What is required: Each entry is to be retyped exactly as it appears, and each image is to be dropped.

Supplied material:

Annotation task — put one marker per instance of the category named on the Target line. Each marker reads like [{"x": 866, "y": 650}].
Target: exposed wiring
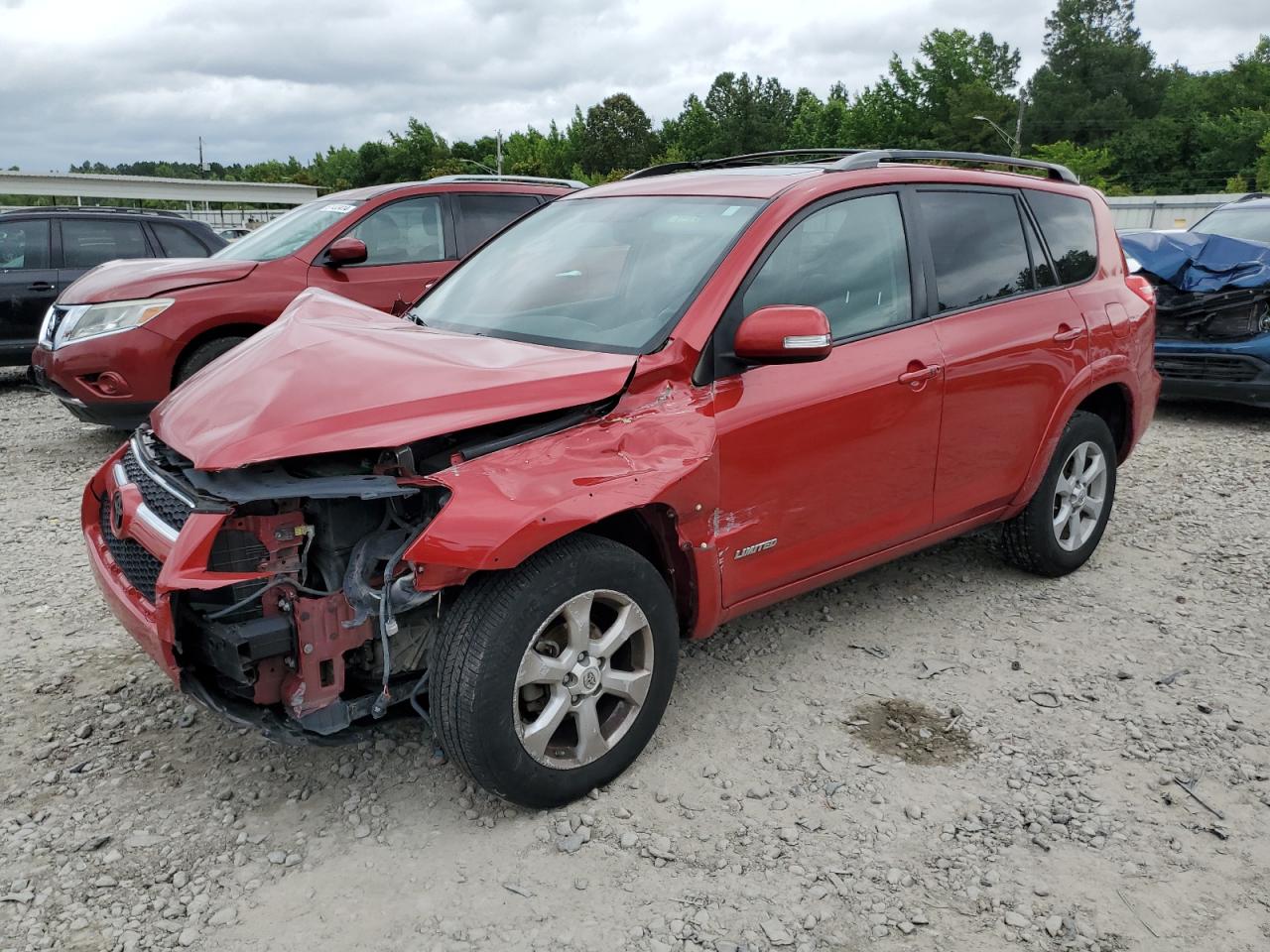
[
  {"x": 414, "y": 699},
  {"x": 388, "y": 627}
]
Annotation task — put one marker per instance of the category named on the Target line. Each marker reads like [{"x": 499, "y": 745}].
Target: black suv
[{"x": 42, "y": 250}]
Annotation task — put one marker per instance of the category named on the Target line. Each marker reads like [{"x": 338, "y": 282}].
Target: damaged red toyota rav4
[{"x": 642, "y": 412}]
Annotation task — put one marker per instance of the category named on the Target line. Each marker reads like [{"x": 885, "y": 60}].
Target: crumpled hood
[
  {"x": 331, "y": 375},
  {"x": 148, "y": 277}
]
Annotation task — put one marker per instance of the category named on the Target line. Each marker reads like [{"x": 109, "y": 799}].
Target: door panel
[
  {"x": 832, "y": 460},
  {"x": 1010, "y": 347},
  {"x": 1006, "y": 368},
  {"x": 407, "y": 246},
  {"x": 28, "y": 286}
]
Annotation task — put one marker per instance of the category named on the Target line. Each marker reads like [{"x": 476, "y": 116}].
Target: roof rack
[
  {"x": 734, "y": 160},
  {"x": 873, "y": 158},
  {"x": 98, "y": 209},
  {"x": 520, "y": 179}
]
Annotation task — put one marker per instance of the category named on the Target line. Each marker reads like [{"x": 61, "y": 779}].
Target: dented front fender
[{"x": 656, "y": 448}]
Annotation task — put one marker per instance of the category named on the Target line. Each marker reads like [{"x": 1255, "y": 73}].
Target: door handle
[{"x": 920, "y": 375}]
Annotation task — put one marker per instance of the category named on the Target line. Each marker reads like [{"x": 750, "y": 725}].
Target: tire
[
  {"x": 1040, "y": 539},
  {"x": 493, "y": 640},
  {"x": 203, "y": 354}
]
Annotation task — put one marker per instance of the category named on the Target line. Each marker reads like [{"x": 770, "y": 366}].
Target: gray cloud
[{"x": 293, "y": 76}]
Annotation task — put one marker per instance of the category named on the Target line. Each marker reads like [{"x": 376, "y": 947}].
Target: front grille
[
  {"x": 137, "y": 565},
  {"x": 1206, "y": 367},
  {"x": 168, "y": 507}
]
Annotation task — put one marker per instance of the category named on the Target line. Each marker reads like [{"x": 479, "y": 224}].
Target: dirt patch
[{"x": 912, "y": 731}]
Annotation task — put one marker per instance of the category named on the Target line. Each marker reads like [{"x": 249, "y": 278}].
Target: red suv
[
  {"x": 118, "y": 339},
  {"x": 642, "y": 412}
]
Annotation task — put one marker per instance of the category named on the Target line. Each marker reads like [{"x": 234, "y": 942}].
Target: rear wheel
[
  {"x": 203, "y": 354},
  {"x": 549, "y": 679},
  {"x": 1066, "y": 518}
]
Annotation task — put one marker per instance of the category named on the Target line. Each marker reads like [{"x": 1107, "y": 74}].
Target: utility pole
[{"x": 1019, "y": 122}]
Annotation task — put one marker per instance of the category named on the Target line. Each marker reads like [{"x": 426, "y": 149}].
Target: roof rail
[
  {"x": 733, "y": 160},
  {"x": 873, "y": 158},
  {"x": 98, "y": 208},
  {"x": 515, "y": 179}
]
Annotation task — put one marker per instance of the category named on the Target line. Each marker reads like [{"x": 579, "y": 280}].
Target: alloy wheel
[
  {"x": 1080, "y": 495},
  {"x": 583, "y": 679}
]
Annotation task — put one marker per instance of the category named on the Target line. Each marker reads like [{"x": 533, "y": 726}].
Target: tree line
[{"x": 1100, "y": 103}]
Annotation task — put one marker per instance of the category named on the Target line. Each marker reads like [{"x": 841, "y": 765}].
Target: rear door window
[
  {"x": 23, "y": 245},
  {"x": 87, "y": 243},
  {"x": 177, "y": 241},
  {"x": 976, "y": 245},
  {"x": 849, "y": 259},
  {"x": 1067, "y": 223},
  {"x": 480, "y": 216}
]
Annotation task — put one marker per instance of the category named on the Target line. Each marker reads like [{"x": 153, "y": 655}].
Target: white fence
[{"x": 1164, "y": 211}]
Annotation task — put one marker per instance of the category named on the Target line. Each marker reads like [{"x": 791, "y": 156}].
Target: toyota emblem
[{"x": 117, "y": 513}]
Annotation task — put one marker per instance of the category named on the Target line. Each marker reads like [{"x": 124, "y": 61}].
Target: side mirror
[
  {"x": 345, "y": 250},
  {"x": 784, "y": 334}
]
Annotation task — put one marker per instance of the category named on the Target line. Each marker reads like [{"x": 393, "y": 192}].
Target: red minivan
[
  {"x": 642, "y": 412},
  {"x": 118, "y": 339}
]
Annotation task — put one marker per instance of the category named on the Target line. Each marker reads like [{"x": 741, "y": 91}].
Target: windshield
[
  {"x": 1247, "y": 223},
  {"x": 286, "y": 232},
  {"x": 594, "y": 273}
]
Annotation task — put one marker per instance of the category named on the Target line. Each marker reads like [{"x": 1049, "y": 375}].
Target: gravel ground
[{"x": 939, "y": 754}]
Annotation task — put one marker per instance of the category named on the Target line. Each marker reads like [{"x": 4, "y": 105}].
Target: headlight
[{"x": 98, "y": 320}]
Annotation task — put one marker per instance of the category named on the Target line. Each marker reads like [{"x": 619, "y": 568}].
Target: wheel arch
[
  {"x": 1102, "y": 389},
  {"x": 651, "y": 531},
  {"x": 238, "y": 329},
  {"x": 1114, "y": 404}
]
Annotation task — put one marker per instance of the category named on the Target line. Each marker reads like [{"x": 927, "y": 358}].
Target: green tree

Expected output:
Annotation task — put one marker per instance of the category named on the Target line. Each marker reads like [{"x": 866, "y": 650}].
Target: exposed wiring
[
  {"x": 414, "y": 699},
  {"x": 388, "y": 627}
]
Annotation task — put one marker per instance of the category named on the Target line. Each marker reads like [{"x": 499, "y": 745}].
Target: black suv
[{"x": 42, "y": 250}]
Annotation task — put one marker per instance of the category named on the Target line. Each marker reads like [{"x": 338, "y": 282}].
Target: damaged red toyota rav4
[{"x": 642, "y": 412}]
Annotation task — put one marker per instance of the category named on the Target line. Each marker reads like [{"x": 885, "y": 60}].
Target: crumpled hood
[
  {"x": 331, "y": 375},
  {"x": 148, "y": 277}
]
Annotation task — put one marker per instance of the category named on the Target line. Each marker reads like [{"x": 109, "y": 799}].
Target: door panel
[
  {"x": 832, "y": 460},
  {"x": 1010, "y": 347},
  {"x": 1006, "y": 368},
  {"x": 407, "y": 246},
  {"x": 28, "y": 286}
]
Annotation task — put one marker per instance of the category named on the Target line. Each marker reads like [{"x": 476, "y": 116}].
Target: roof rack
[
  {"x": 734, "y": 160},
  {"x": 873, "y": 158},
  {"x": 98, "y": 209},
  {"x": 520, "y": 179}
]
Annotation task — put one marker per instance of the category named on the Target line. Each marker reads like [{"x": 61, "y": 779}].
Target: dented front fender
[{"x": 656, "y": 448}]
Annotation task — put one marker per instance of the category named on the Target line. Each marker reads like [{"x": 1255, "y": 73}].
Target: door handle
[{"x": 920, "y": 375}]
Annotation task — put one marker per instance of the category named on the Target line. Each marker reads like [{"x": 750, "y": 725}].
Target: tire
[
  {"x": 1040, "y": 539},
  {"x": 493, "y": 640},
  {"x": 203, "y": 354}
]
Annotation task — put one marker per instance of the category named on the Target line. Each marker reads like [{"x": 770, "y": 366}].
Target: gray cloud
[{"x": 293, "y": 76}]
Annotation task — put one marker per instance of the category named on the Target line. Each marker reads like [{"x": 376, "y": 947}].
Target: front grille
[
  {"x": 137, "y": 565},
  {"x": 1206, "y": 367},
  {"x": 168, "y": 507}
]
Annotation task — put one marker per instance of the category named on the Target line. Each marker reads like [{"x": 479, "y": 224}].
Target: dirt patch
[{"x": 912, "y": 731}]
Annotation task — put one marker per instance of the category named on the Target line. Each marker reads like [{"x": 249, "y": 278}].
Target: red suv
[
  {"x": 118, "y": 339},
  {"x": 642, "y": 412}
]
Annotation task — put one marker per instance of the category named on the Target line. Each marker reads like [{"x": 234, "y": 942}].
Target: rear wheel
[
  {"x": 203, "y": 354},
  {"x": 549, "y": 679},
  {"x": 1066, "y": 518}
]
Annotation task — put one marker per instance of the category named on the Target line. Each marker reads like [{"x": 1107, "y": 74}].
Target: utility pole
[{"x": 1019, "y": 122}]
Annotation task — put one marker per instance of the category named on the Target line. Each marker reads like [{"x": 426, "y": 149}].
Target: roof rail
[
  {"x": 733, "y": 160},
  {"x": 873, "y": 158},
  {"x": 98, "y": 208},
  {"x": 515, "y": 179}
]
Annotation task — put one marker per instance of the category named on the Target line. Each marker reads like [{"x": 579, "y": 280}].
Target: alloy wheel
[
  {"x": 1080, "y": 495},
  {"x": 583, "y": 679}
]
Annotation task — put one marker per instance of the category named on the Target line. Each marker reads like [{"x": 533, "y": 726}].
Target: tree line
[{"x": 1100, "y": 103}]
Annotation task — put one marker per instance of the category named on the Target line. Each marker reads like [{"x": 841, "y": 765}].
Target: rear door window
[
  {"x": 23, "y": 245},
  {"x": 87, "y": 243},
  {"x": 177, "y": 241},
  {"x": 976, "y": 245},
  {"x": 849, "y": 259},
  {"x": 1067, "y": 223},
  {"x": 480, "y": 216}
]
Annotation task — put one marker per instance of the category named on the Target line. Each marker reads like [{"x": 153, "y": 655}].
Target: white fence
[{"x": 1164, "y": 211}]
Annotation task — put one marker per instance of the category named on the Target line. Each marker reads like [{"x": 791, "y": 156}].
Target: toyota emblem
[{"x": 117, "y": 513}]
Annotation task — put one marker per instance of the category named on the Target line. Each marker reads like [{"x": 124, "y": 61}].
Target: side mirror
[
  {"x": 345, "y": 250},
  {"x": 784, "y": 334}
]
Annotation task — put one marker per instance of the category named on the Target line. Each marker reads like [{"x": 393, "y": 192}].
Target: red minivan
[
  {"x": 642, "y": 412},
  {"x": 118, "y": 339}
]
Annotation task — put one marker per instance of the category named on the Target line. Each marker reads like [{"x": 741, "y": 91}].
Target: windshield
[
  {"x": 1247, "y": 223},
  {"x": 286, "y": 232},
  {"x": 594, "y": 273}
]
Annotation task — put one marker per instance of the category named on the Target line. Each marker reads like [{"x": 1049, "y": 375}].
Target: gravel ground
[{"x": 939, "y": 754}]
Annotation task — put one marker per instance of the category named on the Target line. Each marker reads like [{"x": 4, "y": 105}].
Target: headlight
[{"x": 98, "y": 320}]
Annotation task — put one marker per instance of the category named on the Target line. Each marker reads like [{"x": 619, "y": 568}].
Target: wheel arch
[
  {"x": 1102, "y": 389},
  {"x": 651, "y": 531},
  {"x": 238, "y": 329},
  {"x": 1114, "y": 404}
]
Annotation task — put one marker per instance of the category named on the Target line. Each marker reads like [{"x": 927, "y": 358}].
Target: green tree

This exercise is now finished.